Location annotation dataset excerpts
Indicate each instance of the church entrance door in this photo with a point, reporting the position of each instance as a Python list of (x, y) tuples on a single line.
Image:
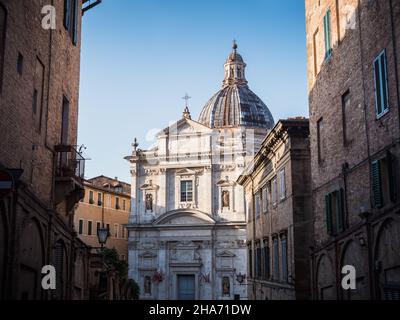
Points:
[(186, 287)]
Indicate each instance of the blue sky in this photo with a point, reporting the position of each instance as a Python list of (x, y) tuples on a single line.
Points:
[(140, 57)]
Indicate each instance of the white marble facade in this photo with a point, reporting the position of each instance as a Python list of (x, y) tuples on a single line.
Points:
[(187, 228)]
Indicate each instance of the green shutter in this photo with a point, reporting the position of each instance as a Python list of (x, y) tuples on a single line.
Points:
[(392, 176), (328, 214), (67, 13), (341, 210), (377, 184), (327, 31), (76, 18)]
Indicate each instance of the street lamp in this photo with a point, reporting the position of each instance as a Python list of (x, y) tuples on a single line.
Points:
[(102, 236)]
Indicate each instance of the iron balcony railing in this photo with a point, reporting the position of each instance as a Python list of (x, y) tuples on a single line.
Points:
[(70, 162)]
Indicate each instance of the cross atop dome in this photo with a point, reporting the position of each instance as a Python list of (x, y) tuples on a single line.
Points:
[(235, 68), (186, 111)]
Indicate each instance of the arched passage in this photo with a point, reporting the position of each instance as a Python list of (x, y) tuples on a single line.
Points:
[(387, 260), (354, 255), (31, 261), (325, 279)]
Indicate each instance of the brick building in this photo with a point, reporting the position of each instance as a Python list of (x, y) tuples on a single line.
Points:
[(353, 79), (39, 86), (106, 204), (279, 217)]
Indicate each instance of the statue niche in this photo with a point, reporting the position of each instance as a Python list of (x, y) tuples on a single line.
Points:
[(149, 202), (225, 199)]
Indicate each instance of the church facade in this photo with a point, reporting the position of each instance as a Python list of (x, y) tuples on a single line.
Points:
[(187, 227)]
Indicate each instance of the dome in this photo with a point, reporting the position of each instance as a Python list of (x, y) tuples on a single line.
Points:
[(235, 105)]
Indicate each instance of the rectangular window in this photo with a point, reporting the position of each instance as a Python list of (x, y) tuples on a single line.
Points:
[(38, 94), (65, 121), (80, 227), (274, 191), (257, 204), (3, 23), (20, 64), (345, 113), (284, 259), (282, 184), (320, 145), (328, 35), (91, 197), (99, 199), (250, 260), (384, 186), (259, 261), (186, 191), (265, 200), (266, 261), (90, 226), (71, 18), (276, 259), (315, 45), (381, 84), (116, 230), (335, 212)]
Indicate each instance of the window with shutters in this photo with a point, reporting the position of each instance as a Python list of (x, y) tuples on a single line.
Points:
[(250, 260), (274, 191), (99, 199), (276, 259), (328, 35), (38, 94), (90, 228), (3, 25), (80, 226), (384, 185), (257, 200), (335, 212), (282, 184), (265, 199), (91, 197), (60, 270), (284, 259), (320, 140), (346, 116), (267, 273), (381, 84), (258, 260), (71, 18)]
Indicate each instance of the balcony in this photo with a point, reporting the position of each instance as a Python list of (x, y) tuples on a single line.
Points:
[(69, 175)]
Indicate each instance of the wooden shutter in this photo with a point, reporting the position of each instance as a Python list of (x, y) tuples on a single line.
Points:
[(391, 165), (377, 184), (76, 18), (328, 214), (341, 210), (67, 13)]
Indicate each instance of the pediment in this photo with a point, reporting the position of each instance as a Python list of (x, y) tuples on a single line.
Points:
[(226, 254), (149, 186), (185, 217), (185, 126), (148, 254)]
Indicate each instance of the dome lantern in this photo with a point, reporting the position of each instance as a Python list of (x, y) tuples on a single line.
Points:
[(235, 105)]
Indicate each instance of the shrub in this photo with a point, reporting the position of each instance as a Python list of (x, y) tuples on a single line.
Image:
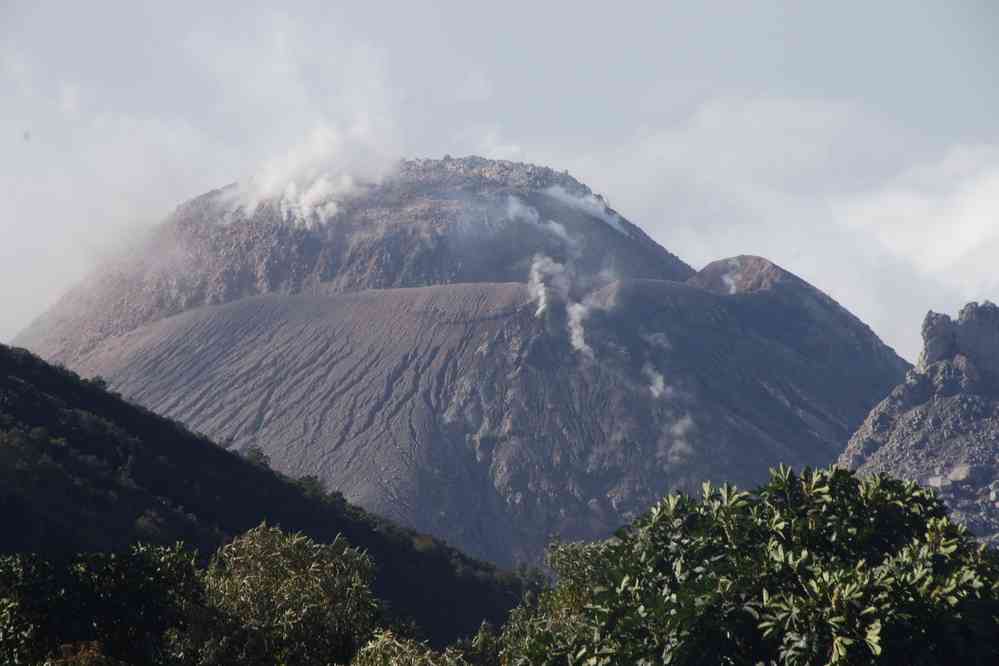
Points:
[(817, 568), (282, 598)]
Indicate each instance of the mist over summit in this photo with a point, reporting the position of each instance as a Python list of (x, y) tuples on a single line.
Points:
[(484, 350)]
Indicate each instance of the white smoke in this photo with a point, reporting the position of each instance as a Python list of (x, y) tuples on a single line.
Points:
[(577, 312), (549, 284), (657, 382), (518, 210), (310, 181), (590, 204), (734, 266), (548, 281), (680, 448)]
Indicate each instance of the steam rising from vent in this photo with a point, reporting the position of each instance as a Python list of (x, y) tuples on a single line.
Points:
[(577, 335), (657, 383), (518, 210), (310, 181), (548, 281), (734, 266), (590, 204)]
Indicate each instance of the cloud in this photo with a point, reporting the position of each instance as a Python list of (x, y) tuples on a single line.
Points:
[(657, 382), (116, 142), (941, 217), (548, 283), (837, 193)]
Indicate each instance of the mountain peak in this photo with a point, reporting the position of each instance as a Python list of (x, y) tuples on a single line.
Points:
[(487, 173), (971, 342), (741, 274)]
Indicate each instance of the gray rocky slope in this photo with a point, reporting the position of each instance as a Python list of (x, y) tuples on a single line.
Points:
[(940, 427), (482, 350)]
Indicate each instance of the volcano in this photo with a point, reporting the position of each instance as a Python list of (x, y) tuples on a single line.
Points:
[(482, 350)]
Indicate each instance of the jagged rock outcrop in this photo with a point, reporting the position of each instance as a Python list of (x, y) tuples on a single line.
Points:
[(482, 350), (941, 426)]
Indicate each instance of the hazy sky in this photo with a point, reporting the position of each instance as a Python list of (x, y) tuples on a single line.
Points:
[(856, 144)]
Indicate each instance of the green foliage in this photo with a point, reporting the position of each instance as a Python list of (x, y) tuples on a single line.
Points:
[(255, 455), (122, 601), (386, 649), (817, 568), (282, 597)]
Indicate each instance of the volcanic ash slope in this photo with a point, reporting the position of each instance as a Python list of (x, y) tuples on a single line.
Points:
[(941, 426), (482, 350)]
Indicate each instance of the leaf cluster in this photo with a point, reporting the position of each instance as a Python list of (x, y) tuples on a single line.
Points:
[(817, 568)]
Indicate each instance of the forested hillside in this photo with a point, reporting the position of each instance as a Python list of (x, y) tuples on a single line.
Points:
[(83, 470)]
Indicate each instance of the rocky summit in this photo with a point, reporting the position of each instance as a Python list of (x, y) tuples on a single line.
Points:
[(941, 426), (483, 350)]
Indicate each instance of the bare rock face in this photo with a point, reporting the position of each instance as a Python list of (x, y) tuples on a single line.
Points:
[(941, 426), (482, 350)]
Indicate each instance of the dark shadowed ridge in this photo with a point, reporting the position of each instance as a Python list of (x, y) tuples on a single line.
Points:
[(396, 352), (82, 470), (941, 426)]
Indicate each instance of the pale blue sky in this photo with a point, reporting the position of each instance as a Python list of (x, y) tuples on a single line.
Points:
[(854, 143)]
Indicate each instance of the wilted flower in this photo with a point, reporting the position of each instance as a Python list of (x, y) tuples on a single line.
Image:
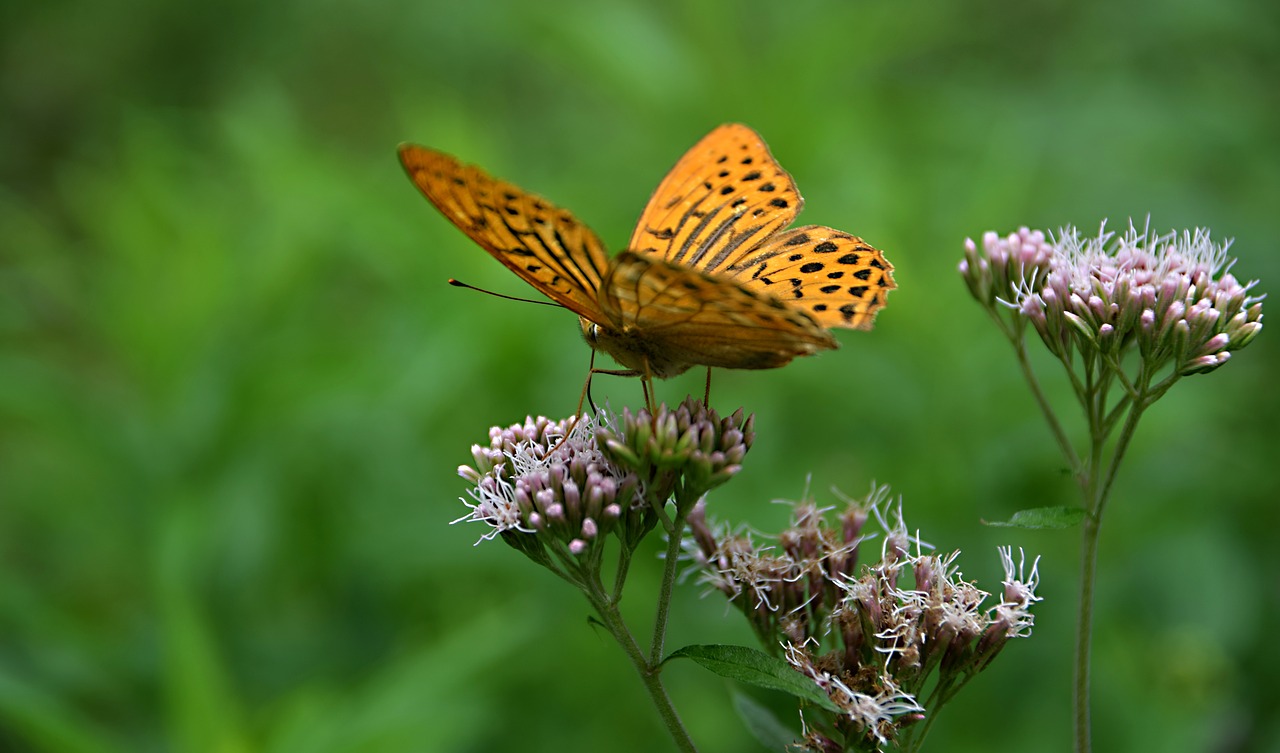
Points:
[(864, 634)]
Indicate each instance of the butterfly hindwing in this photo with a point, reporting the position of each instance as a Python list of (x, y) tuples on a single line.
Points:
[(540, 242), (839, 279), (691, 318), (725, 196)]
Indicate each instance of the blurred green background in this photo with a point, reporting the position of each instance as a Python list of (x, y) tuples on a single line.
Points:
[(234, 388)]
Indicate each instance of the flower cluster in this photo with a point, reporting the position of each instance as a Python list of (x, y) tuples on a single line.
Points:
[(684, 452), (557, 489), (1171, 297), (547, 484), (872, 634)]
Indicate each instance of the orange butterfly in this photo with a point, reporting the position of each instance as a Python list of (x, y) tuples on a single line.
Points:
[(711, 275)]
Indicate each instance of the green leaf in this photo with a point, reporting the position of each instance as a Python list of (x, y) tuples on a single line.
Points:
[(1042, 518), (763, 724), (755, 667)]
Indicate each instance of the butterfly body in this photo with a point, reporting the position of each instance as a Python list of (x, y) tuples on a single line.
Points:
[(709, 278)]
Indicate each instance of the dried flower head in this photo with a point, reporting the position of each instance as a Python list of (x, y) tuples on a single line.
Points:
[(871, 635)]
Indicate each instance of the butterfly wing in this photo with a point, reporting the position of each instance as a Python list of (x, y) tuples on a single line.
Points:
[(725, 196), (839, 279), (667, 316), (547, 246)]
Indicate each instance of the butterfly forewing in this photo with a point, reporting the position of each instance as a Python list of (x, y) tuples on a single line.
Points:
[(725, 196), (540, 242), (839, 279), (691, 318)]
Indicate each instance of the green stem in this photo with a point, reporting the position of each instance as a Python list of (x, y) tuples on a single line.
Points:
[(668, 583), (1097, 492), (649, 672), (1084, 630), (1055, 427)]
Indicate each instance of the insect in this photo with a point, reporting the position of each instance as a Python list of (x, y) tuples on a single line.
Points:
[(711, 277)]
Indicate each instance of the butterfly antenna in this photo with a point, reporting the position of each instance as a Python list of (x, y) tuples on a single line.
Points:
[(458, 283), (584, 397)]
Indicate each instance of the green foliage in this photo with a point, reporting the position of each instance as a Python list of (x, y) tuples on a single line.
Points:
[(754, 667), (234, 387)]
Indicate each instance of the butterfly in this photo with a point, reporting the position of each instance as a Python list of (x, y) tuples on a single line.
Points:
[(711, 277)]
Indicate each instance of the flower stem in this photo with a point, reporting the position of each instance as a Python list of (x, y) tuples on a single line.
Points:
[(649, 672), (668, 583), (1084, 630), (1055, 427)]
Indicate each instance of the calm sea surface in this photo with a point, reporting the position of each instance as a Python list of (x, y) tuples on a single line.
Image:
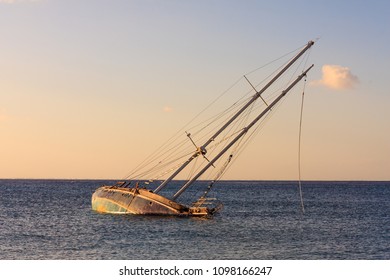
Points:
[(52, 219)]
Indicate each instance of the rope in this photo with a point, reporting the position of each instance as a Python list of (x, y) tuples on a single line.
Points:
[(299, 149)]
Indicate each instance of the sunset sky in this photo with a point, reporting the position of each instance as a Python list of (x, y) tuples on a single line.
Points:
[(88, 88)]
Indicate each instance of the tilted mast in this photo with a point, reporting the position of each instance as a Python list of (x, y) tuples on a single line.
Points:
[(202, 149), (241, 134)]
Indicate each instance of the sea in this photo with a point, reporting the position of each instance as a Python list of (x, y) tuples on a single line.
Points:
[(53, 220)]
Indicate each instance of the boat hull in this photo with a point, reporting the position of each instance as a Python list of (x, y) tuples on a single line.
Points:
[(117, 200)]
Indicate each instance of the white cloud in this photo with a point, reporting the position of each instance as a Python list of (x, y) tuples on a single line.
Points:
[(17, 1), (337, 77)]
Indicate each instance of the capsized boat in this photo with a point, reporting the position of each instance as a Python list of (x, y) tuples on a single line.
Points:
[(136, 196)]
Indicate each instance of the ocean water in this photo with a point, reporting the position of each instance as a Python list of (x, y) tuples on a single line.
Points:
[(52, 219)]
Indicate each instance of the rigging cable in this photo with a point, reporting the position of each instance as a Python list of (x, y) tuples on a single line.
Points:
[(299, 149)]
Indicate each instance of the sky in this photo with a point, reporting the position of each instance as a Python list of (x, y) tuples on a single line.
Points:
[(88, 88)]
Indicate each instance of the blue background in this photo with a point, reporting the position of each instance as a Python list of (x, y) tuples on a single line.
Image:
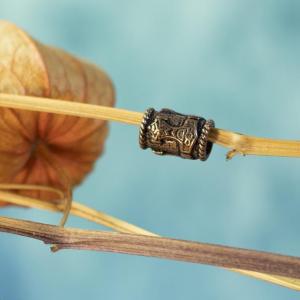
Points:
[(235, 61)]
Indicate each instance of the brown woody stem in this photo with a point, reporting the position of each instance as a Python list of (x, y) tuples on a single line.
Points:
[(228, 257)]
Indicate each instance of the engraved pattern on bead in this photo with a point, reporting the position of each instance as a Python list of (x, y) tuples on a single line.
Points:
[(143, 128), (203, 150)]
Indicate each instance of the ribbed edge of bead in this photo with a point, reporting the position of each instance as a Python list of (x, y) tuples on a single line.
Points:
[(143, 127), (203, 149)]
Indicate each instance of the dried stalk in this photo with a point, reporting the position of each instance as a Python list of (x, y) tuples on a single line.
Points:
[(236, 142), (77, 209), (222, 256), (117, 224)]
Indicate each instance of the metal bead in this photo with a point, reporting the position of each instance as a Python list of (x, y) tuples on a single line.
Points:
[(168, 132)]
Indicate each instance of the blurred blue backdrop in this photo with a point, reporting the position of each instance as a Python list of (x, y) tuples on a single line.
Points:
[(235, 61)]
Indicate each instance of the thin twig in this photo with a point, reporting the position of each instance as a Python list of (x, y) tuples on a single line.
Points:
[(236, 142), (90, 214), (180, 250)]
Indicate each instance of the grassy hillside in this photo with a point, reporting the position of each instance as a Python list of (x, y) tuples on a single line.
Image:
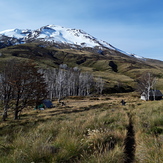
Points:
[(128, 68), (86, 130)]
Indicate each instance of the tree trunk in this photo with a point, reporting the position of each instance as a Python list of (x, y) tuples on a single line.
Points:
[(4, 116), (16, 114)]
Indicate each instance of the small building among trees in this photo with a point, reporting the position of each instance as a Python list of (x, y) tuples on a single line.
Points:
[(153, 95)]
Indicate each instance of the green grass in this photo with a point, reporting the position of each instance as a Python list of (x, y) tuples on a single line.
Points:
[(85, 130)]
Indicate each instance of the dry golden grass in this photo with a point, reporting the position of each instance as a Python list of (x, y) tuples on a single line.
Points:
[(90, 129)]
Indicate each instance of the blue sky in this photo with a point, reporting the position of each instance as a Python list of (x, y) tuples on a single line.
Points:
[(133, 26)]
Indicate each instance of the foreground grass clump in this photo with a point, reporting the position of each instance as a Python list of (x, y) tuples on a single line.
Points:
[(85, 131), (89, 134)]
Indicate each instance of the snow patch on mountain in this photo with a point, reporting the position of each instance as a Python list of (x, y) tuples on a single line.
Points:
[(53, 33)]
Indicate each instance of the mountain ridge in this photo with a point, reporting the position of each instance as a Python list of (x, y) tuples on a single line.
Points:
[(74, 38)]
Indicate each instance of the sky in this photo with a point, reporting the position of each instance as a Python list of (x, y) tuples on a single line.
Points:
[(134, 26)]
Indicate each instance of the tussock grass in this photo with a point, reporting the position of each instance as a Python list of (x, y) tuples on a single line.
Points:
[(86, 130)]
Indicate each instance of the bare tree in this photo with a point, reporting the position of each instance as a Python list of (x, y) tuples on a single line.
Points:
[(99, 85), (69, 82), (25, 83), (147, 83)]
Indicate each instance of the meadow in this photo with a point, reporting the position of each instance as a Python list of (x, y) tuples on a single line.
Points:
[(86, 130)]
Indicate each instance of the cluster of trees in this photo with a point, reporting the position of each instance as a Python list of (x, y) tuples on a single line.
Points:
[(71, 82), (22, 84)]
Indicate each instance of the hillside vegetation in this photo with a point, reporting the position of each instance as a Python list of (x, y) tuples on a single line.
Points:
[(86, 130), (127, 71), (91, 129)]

== Task requirements ==
Retype the lines from the start of the records through the line containing "[(102, 236)]", including both ends. Omit the pictures from your copy.

== Result of this exercise ==
Indicate each instance of the church entrance door in this photo with a point, reporting the position of each instance as a Python list of (x, y) tuples on a single line.
Image:
Points:
[(186, 287)]
Indicate each instance of the blue sky in this photo with a point, reporting the position of each instance as a Python list of (x, y) tuples on a single line.
Points:
[(140, 57)]
Indicate each instance of the white marble facade in this photo with a point, reporting the position of each instance as a Python list of (x, y) tuples on a single line.
Points:
[(187, 228)]
Indicate each instance of the green shutter in this photo with a point, reporting the position of each instance as a Python list of (x, y) tuples on a single line.
Points:
[(392, 176), (328, 214), (67, 13), (341, 210), (377, 184), (327, 31), (76, 18)]
Indicate each instance of the street lamp in this photo with a point, reporting the position of each instance as a Python list of (x, y) tuples on a single line.
Points:
[(102, 236)]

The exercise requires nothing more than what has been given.